===== Data rows =====
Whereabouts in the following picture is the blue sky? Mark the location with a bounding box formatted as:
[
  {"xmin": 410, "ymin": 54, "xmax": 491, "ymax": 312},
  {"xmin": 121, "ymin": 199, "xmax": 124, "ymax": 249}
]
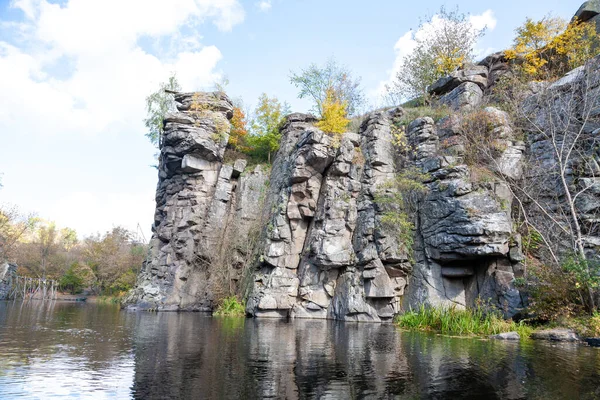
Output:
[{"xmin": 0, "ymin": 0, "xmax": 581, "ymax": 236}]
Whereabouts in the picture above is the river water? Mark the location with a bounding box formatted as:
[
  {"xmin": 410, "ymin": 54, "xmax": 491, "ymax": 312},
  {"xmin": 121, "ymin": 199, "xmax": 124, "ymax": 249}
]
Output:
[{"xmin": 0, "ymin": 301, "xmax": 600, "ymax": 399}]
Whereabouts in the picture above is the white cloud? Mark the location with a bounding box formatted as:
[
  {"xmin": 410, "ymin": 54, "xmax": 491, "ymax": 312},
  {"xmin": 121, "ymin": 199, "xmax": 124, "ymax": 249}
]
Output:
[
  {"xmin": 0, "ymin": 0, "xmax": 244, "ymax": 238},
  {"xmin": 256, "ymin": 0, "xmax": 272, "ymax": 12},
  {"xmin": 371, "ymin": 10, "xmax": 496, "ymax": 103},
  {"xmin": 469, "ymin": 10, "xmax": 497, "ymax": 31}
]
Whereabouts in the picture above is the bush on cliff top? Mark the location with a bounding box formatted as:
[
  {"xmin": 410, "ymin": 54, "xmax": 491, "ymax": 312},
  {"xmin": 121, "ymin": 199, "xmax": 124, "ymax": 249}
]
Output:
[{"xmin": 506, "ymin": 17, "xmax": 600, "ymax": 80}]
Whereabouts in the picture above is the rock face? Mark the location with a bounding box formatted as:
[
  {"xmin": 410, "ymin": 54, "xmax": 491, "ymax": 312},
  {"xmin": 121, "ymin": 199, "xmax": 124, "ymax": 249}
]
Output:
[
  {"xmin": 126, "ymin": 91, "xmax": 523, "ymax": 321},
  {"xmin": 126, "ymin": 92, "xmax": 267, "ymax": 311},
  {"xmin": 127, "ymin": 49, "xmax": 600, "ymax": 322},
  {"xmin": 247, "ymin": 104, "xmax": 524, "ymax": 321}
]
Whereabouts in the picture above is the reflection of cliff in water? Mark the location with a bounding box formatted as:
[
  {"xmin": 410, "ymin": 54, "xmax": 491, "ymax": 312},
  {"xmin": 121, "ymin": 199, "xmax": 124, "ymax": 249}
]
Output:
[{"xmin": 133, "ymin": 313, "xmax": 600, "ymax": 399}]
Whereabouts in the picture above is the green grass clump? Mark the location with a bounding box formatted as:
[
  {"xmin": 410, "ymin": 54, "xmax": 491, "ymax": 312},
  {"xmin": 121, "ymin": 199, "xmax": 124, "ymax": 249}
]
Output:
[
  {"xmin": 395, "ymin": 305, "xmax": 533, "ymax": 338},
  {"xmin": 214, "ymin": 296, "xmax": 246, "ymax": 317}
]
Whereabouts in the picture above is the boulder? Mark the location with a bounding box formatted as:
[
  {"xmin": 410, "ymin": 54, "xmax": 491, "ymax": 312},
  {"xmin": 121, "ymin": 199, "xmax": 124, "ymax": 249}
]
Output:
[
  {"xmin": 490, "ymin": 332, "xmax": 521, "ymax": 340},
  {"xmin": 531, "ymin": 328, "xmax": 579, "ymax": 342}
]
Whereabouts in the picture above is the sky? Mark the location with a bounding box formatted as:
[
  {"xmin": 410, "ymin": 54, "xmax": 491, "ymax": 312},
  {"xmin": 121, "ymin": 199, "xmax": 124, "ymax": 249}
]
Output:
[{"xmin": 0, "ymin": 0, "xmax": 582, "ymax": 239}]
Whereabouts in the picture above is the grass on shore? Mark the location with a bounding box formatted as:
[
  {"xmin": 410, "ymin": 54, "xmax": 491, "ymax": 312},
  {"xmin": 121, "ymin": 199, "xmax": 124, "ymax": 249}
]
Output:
=====
# [Written request]
Count the lines in the records above that contain the string "water", matching case exactly, and give only the number.

# [Answer to this task]
2